[Description of the task] Locate each line in the items below that contains the word "oven", and copy every such line.
>>>
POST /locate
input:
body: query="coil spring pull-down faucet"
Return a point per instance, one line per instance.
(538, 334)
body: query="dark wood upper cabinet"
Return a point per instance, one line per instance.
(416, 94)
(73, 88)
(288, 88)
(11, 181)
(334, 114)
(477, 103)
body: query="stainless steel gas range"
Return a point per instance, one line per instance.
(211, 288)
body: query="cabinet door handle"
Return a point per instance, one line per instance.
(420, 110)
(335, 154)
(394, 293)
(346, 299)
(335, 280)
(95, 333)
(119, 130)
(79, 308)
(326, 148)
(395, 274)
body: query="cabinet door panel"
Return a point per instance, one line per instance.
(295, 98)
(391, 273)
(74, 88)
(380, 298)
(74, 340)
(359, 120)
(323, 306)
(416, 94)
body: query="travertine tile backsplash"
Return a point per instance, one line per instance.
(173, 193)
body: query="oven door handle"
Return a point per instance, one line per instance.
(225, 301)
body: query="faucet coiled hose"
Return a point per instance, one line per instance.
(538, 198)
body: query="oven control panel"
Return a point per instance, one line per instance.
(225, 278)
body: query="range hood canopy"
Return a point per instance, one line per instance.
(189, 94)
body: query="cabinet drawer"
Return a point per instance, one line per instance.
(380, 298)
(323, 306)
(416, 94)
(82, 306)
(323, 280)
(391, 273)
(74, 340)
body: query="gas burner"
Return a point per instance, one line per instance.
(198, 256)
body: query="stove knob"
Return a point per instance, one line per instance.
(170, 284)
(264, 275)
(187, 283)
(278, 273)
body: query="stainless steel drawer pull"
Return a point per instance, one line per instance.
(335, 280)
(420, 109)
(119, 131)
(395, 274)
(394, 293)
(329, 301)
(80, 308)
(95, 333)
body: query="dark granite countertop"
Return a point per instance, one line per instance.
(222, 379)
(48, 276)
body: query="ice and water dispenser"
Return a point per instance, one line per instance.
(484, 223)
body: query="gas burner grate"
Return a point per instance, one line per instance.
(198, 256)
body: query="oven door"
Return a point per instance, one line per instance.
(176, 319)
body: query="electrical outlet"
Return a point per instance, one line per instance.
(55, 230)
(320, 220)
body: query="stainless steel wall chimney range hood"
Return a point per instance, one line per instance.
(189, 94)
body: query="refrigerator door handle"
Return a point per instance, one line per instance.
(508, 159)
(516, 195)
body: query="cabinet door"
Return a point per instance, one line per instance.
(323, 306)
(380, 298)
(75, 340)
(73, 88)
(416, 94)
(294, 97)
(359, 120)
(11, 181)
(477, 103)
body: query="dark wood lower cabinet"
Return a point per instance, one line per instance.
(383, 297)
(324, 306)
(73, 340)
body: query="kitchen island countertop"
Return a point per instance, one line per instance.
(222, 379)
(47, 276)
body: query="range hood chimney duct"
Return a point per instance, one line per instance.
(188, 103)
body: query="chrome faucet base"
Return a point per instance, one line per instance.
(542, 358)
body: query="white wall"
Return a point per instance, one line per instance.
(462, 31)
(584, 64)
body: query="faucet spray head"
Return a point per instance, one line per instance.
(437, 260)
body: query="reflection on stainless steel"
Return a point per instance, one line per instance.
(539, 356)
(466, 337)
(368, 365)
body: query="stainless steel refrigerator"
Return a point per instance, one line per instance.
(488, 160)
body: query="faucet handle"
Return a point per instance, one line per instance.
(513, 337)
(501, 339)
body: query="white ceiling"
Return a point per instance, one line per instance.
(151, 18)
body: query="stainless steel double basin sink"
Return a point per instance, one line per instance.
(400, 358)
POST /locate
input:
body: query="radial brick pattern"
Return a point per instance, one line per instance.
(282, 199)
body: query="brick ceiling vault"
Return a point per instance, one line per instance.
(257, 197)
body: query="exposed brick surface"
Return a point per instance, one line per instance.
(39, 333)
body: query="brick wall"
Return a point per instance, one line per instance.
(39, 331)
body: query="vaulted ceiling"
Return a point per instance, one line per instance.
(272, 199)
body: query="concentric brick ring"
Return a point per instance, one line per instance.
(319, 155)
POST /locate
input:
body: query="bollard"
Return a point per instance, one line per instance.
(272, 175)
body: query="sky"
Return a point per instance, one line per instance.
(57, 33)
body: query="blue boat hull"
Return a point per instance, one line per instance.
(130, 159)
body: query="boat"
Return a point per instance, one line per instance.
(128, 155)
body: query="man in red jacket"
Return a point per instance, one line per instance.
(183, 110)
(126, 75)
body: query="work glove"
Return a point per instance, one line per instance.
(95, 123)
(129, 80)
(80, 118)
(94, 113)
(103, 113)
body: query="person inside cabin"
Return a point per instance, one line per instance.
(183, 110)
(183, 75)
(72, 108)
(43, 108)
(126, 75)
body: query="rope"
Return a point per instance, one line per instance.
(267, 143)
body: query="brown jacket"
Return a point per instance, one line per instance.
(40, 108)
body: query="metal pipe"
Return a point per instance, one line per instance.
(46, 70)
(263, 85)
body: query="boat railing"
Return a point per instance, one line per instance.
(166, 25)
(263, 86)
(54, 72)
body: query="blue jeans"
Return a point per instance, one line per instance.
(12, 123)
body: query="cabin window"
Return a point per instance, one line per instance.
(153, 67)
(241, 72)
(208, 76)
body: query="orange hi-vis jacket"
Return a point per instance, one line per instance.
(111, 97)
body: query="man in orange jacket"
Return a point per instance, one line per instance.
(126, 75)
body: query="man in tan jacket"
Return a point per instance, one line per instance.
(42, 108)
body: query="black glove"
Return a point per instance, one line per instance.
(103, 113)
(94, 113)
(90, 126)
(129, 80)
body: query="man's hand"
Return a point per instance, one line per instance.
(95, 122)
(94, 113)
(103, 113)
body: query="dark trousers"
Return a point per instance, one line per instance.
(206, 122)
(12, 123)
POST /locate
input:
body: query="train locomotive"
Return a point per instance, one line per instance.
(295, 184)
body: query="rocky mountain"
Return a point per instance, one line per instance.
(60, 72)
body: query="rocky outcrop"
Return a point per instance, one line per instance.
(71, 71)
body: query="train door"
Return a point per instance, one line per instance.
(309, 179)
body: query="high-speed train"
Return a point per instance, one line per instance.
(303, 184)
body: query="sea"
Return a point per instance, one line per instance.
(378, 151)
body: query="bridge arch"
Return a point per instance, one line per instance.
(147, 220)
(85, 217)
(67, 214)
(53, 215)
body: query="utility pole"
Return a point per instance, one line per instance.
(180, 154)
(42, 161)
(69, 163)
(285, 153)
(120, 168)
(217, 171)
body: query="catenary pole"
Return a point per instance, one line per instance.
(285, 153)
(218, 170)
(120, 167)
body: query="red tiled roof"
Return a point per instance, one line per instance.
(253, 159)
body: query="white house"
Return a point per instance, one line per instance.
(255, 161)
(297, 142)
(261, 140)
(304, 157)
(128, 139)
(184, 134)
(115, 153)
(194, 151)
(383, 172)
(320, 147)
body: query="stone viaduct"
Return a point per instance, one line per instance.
<<<
[Result of this exercise]
body: query="oven door handle"
body: query="oven control panel"
body: query="oven door"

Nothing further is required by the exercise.